**Exercise details**:
Go through the data and copy each line where the word "license" shows up.

(Point-per-instance localization data)
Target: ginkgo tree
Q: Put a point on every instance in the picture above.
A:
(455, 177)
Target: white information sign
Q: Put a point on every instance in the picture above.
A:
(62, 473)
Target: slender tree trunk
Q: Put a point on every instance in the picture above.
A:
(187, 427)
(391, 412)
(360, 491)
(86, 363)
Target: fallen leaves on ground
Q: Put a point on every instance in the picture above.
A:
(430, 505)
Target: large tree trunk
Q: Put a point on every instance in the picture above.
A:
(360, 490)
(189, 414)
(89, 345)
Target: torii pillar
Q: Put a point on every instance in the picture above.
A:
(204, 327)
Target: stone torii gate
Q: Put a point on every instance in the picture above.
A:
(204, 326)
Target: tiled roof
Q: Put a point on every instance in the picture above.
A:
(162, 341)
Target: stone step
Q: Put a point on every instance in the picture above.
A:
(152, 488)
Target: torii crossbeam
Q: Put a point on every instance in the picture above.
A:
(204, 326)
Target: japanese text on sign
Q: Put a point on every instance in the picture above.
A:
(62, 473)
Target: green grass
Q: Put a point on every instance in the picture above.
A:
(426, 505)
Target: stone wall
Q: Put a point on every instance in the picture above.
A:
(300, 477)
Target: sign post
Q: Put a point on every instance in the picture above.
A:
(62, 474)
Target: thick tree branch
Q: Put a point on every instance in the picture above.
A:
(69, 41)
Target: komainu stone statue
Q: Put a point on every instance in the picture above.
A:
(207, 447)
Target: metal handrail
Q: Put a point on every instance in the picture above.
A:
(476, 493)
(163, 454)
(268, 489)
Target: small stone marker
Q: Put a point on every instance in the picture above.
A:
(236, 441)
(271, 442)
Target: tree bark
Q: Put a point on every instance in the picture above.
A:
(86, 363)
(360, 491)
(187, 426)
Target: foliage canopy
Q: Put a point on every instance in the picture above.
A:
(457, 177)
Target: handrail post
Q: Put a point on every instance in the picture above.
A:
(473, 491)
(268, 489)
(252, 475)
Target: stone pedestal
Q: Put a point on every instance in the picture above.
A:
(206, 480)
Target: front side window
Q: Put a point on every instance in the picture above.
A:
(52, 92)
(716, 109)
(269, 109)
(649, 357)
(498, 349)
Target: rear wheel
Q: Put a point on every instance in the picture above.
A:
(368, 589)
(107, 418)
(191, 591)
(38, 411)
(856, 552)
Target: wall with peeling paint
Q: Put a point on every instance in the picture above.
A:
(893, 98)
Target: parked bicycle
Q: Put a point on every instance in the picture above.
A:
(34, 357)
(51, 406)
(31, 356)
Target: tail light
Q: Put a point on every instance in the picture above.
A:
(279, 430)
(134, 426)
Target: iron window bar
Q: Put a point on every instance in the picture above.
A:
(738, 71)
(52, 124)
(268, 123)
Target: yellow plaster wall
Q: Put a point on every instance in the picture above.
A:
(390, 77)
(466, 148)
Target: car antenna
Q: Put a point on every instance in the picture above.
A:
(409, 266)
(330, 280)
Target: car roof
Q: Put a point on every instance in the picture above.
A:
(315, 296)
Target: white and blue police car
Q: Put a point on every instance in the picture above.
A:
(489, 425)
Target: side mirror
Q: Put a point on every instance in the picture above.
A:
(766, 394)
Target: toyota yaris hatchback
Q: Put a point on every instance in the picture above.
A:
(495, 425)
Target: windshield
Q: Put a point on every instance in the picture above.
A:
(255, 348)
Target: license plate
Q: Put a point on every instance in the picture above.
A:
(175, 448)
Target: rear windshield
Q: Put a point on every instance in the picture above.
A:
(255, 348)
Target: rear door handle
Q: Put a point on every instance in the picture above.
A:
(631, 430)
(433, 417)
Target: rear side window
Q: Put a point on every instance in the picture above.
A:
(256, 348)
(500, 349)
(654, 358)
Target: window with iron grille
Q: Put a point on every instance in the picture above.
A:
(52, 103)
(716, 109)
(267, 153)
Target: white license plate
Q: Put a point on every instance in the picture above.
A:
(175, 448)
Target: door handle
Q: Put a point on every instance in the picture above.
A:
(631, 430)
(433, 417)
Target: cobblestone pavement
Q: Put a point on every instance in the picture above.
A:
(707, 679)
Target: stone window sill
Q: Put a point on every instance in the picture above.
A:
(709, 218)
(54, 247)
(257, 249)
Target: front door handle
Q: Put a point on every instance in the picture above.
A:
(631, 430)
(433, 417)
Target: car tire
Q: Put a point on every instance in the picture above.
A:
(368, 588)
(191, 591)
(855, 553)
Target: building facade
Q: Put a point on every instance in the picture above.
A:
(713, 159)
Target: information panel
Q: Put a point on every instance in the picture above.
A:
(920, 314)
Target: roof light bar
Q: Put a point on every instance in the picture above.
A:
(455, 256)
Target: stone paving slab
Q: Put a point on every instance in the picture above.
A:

**Solution to the exercise**:
Target: license plate
Target: white license plate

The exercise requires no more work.